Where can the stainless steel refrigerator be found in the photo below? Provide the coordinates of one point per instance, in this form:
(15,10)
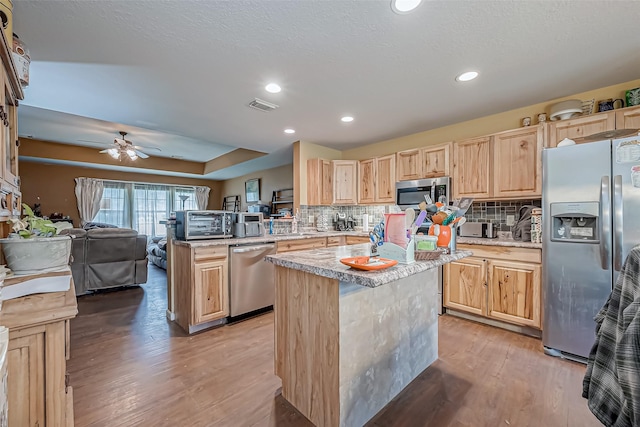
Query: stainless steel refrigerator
(591,219)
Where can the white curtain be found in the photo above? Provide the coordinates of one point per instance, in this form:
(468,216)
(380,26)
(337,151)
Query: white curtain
(202,197)
(88,195)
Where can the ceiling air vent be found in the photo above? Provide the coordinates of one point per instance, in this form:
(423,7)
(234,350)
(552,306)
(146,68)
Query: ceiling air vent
(261,105)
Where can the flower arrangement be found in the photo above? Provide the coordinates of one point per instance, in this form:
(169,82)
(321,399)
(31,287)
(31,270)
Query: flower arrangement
(31,225)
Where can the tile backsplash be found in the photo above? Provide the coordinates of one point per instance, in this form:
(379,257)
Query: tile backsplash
(496,212)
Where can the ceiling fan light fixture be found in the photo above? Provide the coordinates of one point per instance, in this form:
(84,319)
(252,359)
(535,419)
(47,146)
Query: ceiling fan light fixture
(114,153)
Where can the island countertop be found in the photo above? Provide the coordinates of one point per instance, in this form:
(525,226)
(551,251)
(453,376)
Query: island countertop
(326,263)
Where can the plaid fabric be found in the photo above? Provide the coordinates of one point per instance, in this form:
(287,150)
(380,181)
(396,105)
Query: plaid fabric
(611,384)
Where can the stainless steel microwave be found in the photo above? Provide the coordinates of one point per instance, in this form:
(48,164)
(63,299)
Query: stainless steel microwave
(409,194)
(193,225)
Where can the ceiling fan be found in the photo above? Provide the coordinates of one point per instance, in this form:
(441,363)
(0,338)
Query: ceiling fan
(125,149)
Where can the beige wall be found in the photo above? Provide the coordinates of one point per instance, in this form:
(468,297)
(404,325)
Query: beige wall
(480,126)
(302,152)
(53,186)
(270,180)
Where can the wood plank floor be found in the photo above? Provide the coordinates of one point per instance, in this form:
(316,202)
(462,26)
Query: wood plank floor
(129,366)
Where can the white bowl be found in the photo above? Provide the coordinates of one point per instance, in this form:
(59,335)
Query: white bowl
(565,109)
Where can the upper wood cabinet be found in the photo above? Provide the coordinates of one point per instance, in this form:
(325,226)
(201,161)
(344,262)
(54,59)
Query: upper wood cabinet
(628,118)
(427,162)
(517,163)
(377,180)
(345,188)
(472,167)
(435,160)
(319,182)
(409,165)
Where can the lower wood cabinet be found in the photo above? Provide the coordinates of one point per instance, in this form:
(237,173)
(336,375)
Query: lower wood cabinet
(37,390)
(201,285)
(498,282)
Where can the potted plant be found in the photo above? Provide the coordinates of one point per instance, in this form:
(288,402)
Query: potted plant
(34,246)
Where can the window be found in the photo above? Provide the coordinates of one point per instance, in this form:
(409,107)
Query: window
(113,206)
(143,206)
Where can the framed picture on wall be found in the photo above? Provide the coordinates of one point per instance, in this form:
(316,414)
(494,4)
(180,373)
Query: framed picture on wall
(252,190)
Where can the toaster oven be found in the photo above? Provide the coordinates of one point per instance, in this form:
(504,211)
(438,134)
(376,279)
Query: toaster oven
(193,225)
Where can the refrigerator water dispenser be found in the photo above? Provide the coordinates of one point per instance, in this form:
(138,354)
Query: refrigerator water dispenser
(575,222)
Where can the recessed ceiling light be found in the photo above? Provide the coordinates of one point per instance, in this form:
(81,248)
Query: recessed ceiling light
(273,88)
(404,6)
(465,77)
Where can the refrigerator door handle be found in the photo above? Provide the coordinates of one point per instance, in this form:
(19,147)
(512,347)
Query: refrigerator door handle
(617,222)
(605,222)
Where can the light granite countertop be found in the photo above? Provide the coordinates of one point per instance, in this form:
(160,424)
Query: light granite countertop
(268,238)
(326,262)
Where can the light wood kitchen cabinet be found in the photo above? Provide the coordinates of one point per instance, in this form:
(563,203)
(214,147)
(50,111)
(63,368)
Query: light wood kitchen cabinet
(497,282)
(377,180)
(37,392)
(427,162)
(580,127)
(472,166)
(514,292)
(408,165)
(466,286)
(345,179)
(319,182)
(436,160)
(201,285)
(517,163)
(628,118)
(301,244)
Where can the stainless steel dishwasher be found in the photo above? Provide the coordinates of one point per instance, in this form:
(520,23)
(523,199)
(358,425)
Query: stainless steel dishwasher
(251,278)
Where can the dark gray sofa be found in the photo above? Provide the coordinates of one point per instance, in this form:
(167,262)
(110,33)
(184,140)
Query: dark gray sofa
(106,258)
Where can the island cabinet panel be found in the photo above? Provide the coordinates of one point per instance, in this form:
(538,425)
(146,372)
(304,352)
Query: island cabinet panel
(466,286)
(210,290)
(472,168)
(336,241)
(319,182)
(310,379)
(409,165)
(345,179)
(436,160)
(580,127)
(37,392)
(201,285)
(628,118)
(367,174)
(301,244)
(514,292)
(517,163)
(26,380)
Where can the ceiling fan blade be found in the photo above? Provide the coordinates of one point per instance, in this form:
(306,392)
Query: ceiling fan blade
(137,147)
(141,154)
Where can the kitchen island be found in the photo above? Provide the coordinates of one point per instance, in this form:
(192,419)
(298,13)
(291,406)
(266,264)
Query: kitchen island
(348,341)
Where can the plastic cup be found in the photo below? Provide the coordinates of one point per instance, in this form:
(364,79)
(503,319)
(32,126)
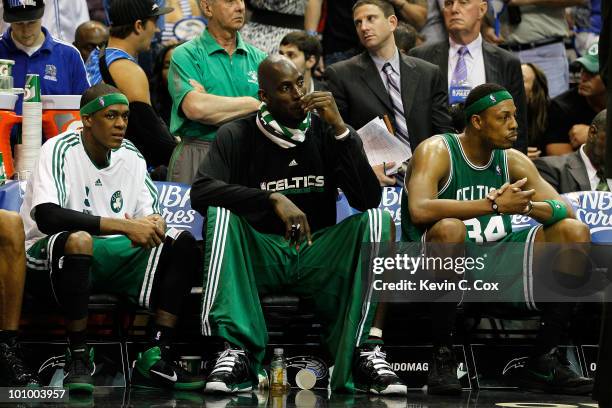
====
Required action. Pictures aside, write out all of the records exactly.

Exercise answer.
Where can the stainless steel refrigerator be found in the photo below? Provide the coordinates of one point per instance, in this form:
(15,10)
Query: stainless steel refrigerator
(591,219)
Where can the white curtain be found in the photo above? Provide the coordinates of one point per instance, in this form:
(468,216)
(380,26)
(337,151)
Query: white curtain
(202,197)
(88,195)
Where can the ceiling air vent be found in the photo above? Provide the coordinates of one point per instance, in this form:
(423,7)
(234,350)
(552,306)
(146,68)
Query: ceiling air vent
(261,105)
Where can the flower arrangement be found in the photo above? Provide the coordinates of one point per instance, in this form:
(169,82)
(321,399)
(31,287)
(31,270)
Query: flower arrangement
(31,225)
Where can the tile backsplash be found in the photo above? Provide the coordinates of one point per instance, in this form:
(379,257)
Query: tile backsplash
(496,212)
Where can the ceiling fan light fixture be found in the photo above? Provide the coordinates of one point per instance, in this form:
(84,319)
(252,359)
(535,419)
(47,146)
Query: ceiling fan light fixture
(114,153)
Where can the island countertop be found in the photo above? Provide the coordinates of one point per instance, in this form:
(525,226)
(551,251)
(453,376)
Query: island countertop
(326,263)
Where can the plaid fabric be found in the photo above? Provide the coordinates of one point per instance, in this form:
(287,150)
(380,181)
(396,105)
Query: plaid fabric
(611,384)
Where can the stainless steel microwave be found in the photo above? Provide the coordinates of one point per instance, in this form:
(48,164)
(63,299)
Query: stainless steel microwave
(409,194)
(193,225)
Where can the ceiling fan be found in the photo above? Provide the coordinates of one point per instance, in this form:
(441,363)
(0,338)
Query: ceiling fan
(125,149)
Where can the beige wall be found in the photo above? Provide the coordinates of one point per instance, in this form:
(468,297)
(404,325)
Query: beige wall
(480,126)
(302,152)
(53,186)
(270,180)
Where can the wood plank floor be found in the photo above? Provide the coordinates of one point per instance, in this form:
(316,202)
(462,26)
Query: wood plank floor
(129,366)
Where can the white bowl be found in the photo above? Provide the coordinates of one point per instance, in this form:
(59,335)
Query: white bowl
(565,109)
Where can the upper wood cabinet be found in the photo above? Provide the coordinates of one point per instance, in this form:
(325,226)
(201,161)
(344,262)
(54,59)
Query: upper wood cabinet
(628,118)
(427,162)
(517,163)
(377,180)
(345,188)
(472,167)
(435,160)
(319,182)
(409,165)
Where can the lower wood cabinet be found in the photo above? Provide the coordinates of one point per instance, in this form:
(237,173)
(336,375)
Query: lower wood cabinet
(37,390)
(201,285)
(498,282)
Where can the potted plant be found in the photo above? Provide the coordinates of one point per instance, in this form:
(288,402)
Query: potted plant
(34,246)
Where can the window be found in the photo above? Provide the coordinates of one point per instance, in this form:
(409,107)
Query: window
(113,206)
(143,206)
Where can the framed picture on wall be found in the photo above? Provide the coordinates of one point per instance, in this form:
(316,414)
(494,4)
(180,373)
Query: framed picture on wall
(252,190)
Where can the toaster oven be found in the photo above? Provide the coordinates of one point per instance, in this form:
(504,211)
(438,134)
(376,279)
Query: toaster oven
(193,225)
Where can the refrigerator water dispenser be found in the photo above? Provide the coordinates of one point per instance, in this form:
(138,354)
Query: refrigerator water dispenser
(575,222)
Where can the recessed ceiling light be found in the photo above? Provide the coordinates of one point per instance, in this form:
(81,248)
Query: recessed ceiling light
(273,88)
(404,6)
(465,77)
Where can the refrigerator door handle be found in the photo above? Provide the coordinates of one point per instance, in this form:
(19,147)
(512,347)
Query: refrigerator door handle
(617,222)
(605,222)
Where can the light granite countertop be found in the photo above? Provide the coordinates of one point per instance, in this form:
(160,424)
Query: light granite countertop
(268,238)
(326,262)
Where can the light wood kitchen cabinet be found in the photo above? Provide the coordinates of one point per instance, in this form:
(563,203)
(214,147)
(50,111)
(63,368)
Query: light wood kitchen cabinet
(497,282)
(377,180)
(37,392)
(427,162)
(580,127)
(472,166)
(514,292)
(408,165)
(466,286)
(345,179)
(319,182)
(436,160)
(201,285)
(517,163)
(628,118)
(301,244)
Where can the stainless steel dishwasher be found in the photo above? Provide the coordinates of one point per instance, in this form:
(520,23)
(523,199)
(358,425)
Query: stainless steel dishwasher
(251,278)
Where can the dark gray sofa be found in the photo above? Provide the coordinates of one point per instance, in this form:
(167,262)
(110,33)
(184,140)
Query: dark gray sofa
(106,258)
Where can the island cabinet panel be found in the photo above? Provide the coordinates of one point per instance, in this form:
(538,425)
(146,372)
(304,352)
Query: island cabinet panel
(466,286)
(210,290)
(472,168)
(336,241)
(319,182)
(310,379)
(409,165)
(345,179)
(436,160)
(580,127)
(37,392)
(201,285)
(628,118)
(367,174)
(301,244)
(514,292)
(517,163)
(26,380)
Where can the ceiling fan blade be found in the photo above? Provide the coordinates of one point per instance, in this form:
(306,392)
Query: ceiling fan blade
(137,147)
(141,154)
Where can the kitchen island be found in the photo above? Provide the coordinates of one point per instance, in this form:
(192,419)
(298,13)
(291,406)
(266,264)
Query: kitchen island
(348,341)
Where can the plastic cup be found in the photo below? Provide the coordinates of one point per instance, in this form:
(364,79)
(503,319)
(32,126)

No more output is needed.